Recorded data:
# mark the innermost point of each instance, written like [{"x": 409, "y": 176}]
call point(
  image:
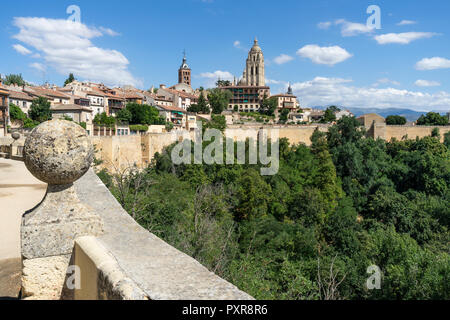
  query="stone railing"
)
[{"x": 79, "y": 243}]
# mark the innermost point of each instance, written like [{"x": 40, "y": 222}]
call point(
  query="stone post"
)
[{"x": 57, "y": 152}]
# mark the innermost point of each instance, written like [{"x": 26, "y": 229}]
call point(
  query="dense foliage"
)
[
  {"x": 395, "y": 120},
  {"x": 311, "y": 231},
  {"x": 218, "y": 100},
  {"x": 432, "y": 119},
  {"x": 201, "y": 106},
  {"x": 70, "y": 79}
]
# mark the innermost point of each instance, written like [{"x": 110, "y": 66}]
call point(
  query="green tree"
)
[
  {"x": 16, "y": 113},
  {"x": 144, "y": 114},
  {"x": 70, "y": 79},
  {"x": 218, "y": 100},
  {"x": 432, "y": 119},
  {"x": 447, "y": 139},
  {"x": 201, "y": 106},
  {"x": 395, "y": 120},
  {"x": 223, "y": 83},
  {"x": 40, "y": 110},
  {"x": 268, "y": 106},
  {"x": 104, "y": 120},
  {"x": 284, "y": 115},
  {"x": 124, "y": 116},
  {"x": 330, "y": 115},
  {"x": 16, "y": 79},
  {"x": 217, "y": 122}
]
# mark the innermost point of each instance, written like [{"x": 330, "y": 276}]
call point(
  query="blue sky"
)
[{"x": 323, "y": 48}]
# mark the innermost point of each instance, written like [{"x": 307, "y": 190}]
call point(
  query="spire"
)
[
  {"x": 289, "y": 89},
  {"x": 184, "y": 65}
]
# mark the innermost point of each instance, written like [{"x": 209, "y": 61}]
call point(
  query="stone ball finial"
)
[
  {"x": 58, "y": 152},
  {"x": 15, "y": 135}
]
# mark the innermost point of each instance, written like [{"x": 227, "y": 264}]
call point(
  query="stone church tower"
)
[
  {"x": 254, "y": 74},
  {"x": 184, "y": 73}
]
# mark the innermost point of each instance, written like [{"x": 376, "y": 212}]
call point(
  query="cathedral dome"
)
[{"x": 256, "y": 47}]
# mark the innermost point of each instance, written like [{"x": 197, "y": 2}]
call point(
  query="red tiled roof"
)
[
  {"x": 20, "y": 96},
  {"x": 172, "y": 108},
  {"x": 181, "y": 93},
  {"x": 43, "y": 92}
]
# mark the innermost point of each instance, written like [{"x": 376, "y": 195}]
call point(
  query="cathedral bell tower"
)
[
  {"x": 184, "y": 73},
  {"x": 254, "y": 73}
]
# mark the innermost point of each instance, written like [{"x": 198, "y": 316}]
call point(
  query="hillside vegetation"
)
[{"x": 311, "y": 231}]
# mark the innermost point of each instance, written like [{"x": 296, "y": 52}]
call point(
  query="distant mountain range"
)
[{"x": 409, "y": 114}]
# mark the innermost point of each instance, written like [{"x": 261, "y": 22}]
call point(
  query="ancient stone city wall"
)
[{"x": 120, "y": 152}]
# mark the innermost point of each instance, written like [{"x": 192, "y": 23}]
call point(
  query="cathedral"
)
[
  {"x": 250, "y": 90},
  {"x": 254, "y": 70}
]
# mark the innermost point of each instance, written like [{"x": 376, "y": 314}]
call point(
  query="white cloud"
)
[
  {"x": 324, "y": 25},
  {"x": 349, "y": 29},
  {"x": 283, "y": 58},
  {"x": 21, "y": 49},
  {"x": 38, "y": 66},
  {"x": 324, "y": 55},
  {"x": 386, "y": 81},
  {"x": 66, "y": 46},
  {"x": 406, "y": 22},
  {"x": 109, "y": 32},
  {"x": 402, "y": 38},
  {"x": 277, "y": 82},
  {"x": 326, "y": 91},
  {"x": 427, "y": 83},
  {"x": 212, "y": 77},
  {"x": 433, "y": 63}
]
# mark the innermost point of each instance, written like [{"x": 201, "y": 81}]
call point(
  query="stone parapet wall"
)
[
  {"x": 398, "y": 132},
  {"x": 128, "y": 262}
]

• HOW TO COMPLETE THIS TASK:
An exact copy of the data above is required, printed without its pictures.

• ANSWER TO THE EXERCISE:
# mark the innermost point of each instance, written like [{"x": 409, "y": 176}]
call point(
  image:
  query="stone railing"
)
[{"x": 79, "y": 243}]
# mark the innermost point of each instance, written like [{"x": 40, "y": 222}]
call point(
  query="stone post"
)
[{"x": 57, "y": 152}]
# mark the innermost point of each instance, written like [{"x": 26, "y": 229}]
call point(
  query="dense foliage"
)
[
  {"x": 395, "y": 120},
  {"x": 311, "y": 231},
  {"x": 218, "y": 100},
  {"x": 432, "y": 119},
  {"x": 201, "y": 106},
  {"x": 70, "y": 79}
]
# mark the innermost point of each instance, written like [{"x": 110, "y": 66}]
call point(
  query="green tree"
)
[
  {"x": 16, "y": 113},
  {"x": 144, "y": 114},
  {"x": 70, "y": 79},
  {"x": 218, "y": 100},
  {"x": 432, "y": 119},
  {"x": 447, "y": 139},
  {"x": 201, "y": 106},
  {"x": 395, "y": 120},
  {"x": 223, "y": 83},
  {"x": 40, "y": 110},
  {"x": 268, "y": 106},
  {"x": 104, "y": 120},
  {"x": 284, "y": 115},
  {"x": 124, "y": 116},
  {"x": 330, "y": 115},
  {"x": 16, "y": 79},
  {"x": 217, "y": 122}
]
# mark the innermost point of each instance, written like [{"x": 330, "y": 276}]
call point(
  query="blue sky"
)
[{"x": 323, "y": 48}]
# mark the innermost point of each instance, written like [{"x": 307, "y": 190}]
call point(
  query="spire"
)
[
  {"x": 289, "y": 89},
  {"x": 184, "y": 65}
]
# mark the innermost point of each instance, written like [{"x": 209, "y": 61}]
call point(
  query="stone ball finial"
)
[
  {"x": 58, "y": 152},
  {"x": 15, "y": 135}
]
# mark the innermost point of each instance, written like [{"x": 227, "y": 264}]
call point(
  query="stone church tower"
)
[
  {"x": 254, "y": 74},
  {"x": 184, "y": 73}
]
# mark the innermost point of each instance, written like [{"x": 376, "y": 212}]
call point(
  query="cathedral dome"
)
[{"x": 256, "y": 47}]
# mark the innermost point of each instance, written like [{"x": 197, "y": 2}]
call point(
  query="red tiled roof"
)
[
  {"x": 20, "y": 96},
  {"x": 172, "y": 108},
  {"x": 181, "y": 93},
  {"x": 43, "y": 92}
]
# mark the innermost point of each instance, written like [{"x": 376, "y": 195}]
call point(
  query="cathedral bell tower"
)
[
  {"x": 184, "y": 73},
  {"x": 254, "y": 73}
]
# mark the innermost point of each instance, written like [{"x": 198, "y": 316}]
call point(
  query="hillside vegetation"
)
[{"x": 311, "y": 231}]
# mark the innermost point of each instance, written like [{"x": 296, "y": 52}]
call point(
  query="distant mountain range"
)
[{"x": 409, "y": 114}]
# mark the innermost point of each instance, written like [{"x": 261, "y": 22}]
call point(
  query="ancient stone city wall"
)
[{"x": 120, "y": 152}]
# mark the innermost point of each instance, written like [{"x": 192, "y": 23}]
call point(
  query="cathedral"
)
[
  {"x": 250, "y": 90},
  {"x": 254, "y": 70}
]
# mark the innermost point of each instance, written like [{"x": 376, "y": 314}]
call point(
  query="white cloud"
)
[
  {"x": 324, "y": 25},
  {"x": 349, "y": 29},
  {"x": 283, "y": 58},
  {"x": 21, "y": 49},
  {"x": 38, "y": 66},
  {"x": 324, "y": 55},
  {"x": 386, "y": 81},
  {"x": 66, "y": 46},
  {"x": 406, "y": 22},
  {"x": 109, "y": 32},
  {"x": 402, "y": 38},
  {"x": 277, "y": 82},
  {"x": 326, "y": 91},
  {"x": 427, "y": 83},
  {"x": 212, "y": 77},
  {"x": 433, "y": 63}
]
# mark the innermost point of each instance, written like [{"x": 201, "y": 81}]
call point(
  query="stone parapet wall"
)
[
  {"x": 398, "y": 132},
  {"x": 128, "y": 262}
]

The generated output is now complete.